--- READING TEXT ---
◇ ◇ ◇ ◇ ◇

# Any app that can remember phrases, sentences, etc?



## exzacklyright (Oct 3, 2011)

I want to be able to use a gesture / shortuct to be able to paste a remembered phrase or sentence. Does this exist?


----------



## yarly (Jun 22, 2011)

As in paste the last thing you cut/copied or paste some random thing from something that would have to be stored somewhere on the device?


----------



## exzacklyright (Oct 3, 2011)

As in have my phone remember a phrase / sentence that can be instantly copied by using a gesture or something.


----------



## yarly (Jun 22, 2011)

I guess I would have to see a use case of where you would be trying to do it to understand what you mean exactly.

However, like permanently remembering something (outside of simple copy paste which is temporary) that could be brought back up with a simple gesture of sorts anywhere on the device would most likely need to be done at the ROM level versus an app due to complications in which process gets control of something.

◇ ◇ ◇ ◇ ◇

--- DATA EXCERPT ---
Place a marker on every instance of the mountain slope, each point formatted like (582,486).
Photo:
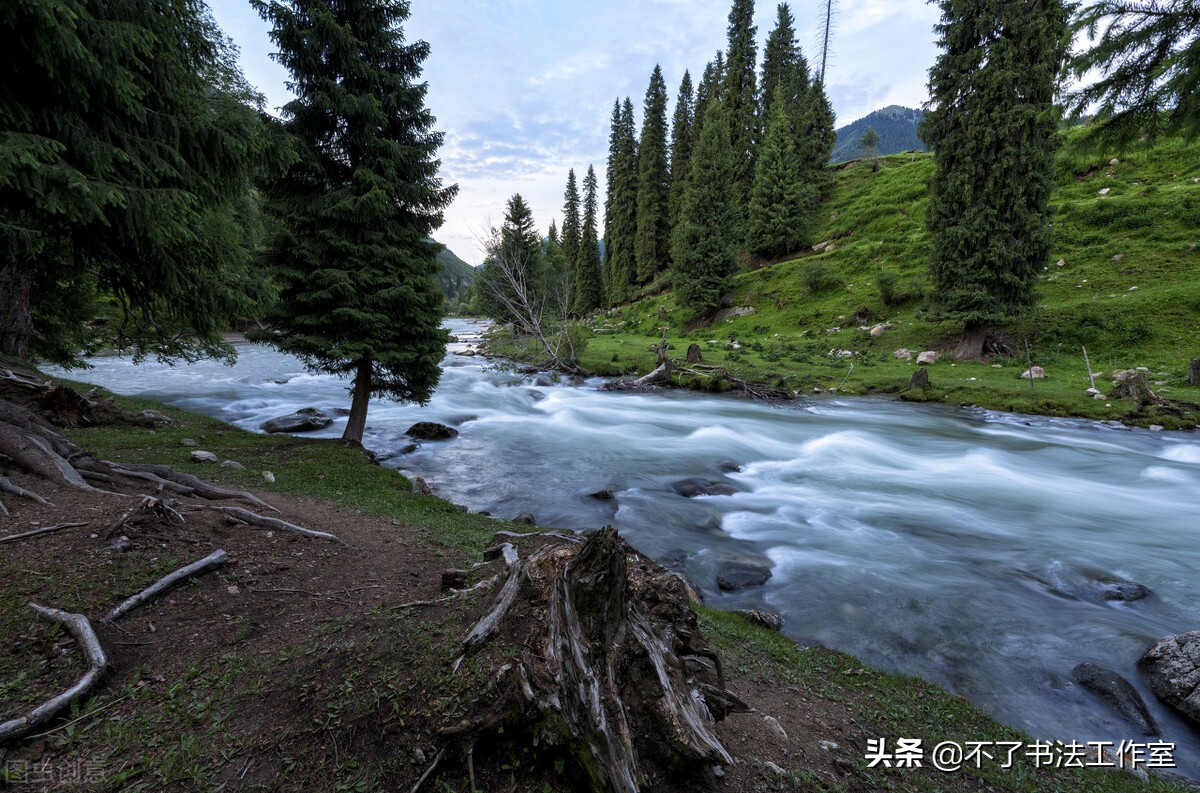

◇ ◇ ◇ ◇ ◇

--- SHORT EXERCISE ---
Extend the forum thread about an app for remembering and pasting phrases, starting right after its last post.

--- EXPECTED ANSWER ---
It could also be done per application (though any apps would have to implement it), but that's not quite so useful to have separate lists for every app where the gestures only work within that app. If a launcher did it, it would be decent. It could store the words and have a way to manage them and then you can use the gesture in the laucher to copy it back to the clipboard and use it elsewhere. I don't know of any launchers that use gestures in that way though.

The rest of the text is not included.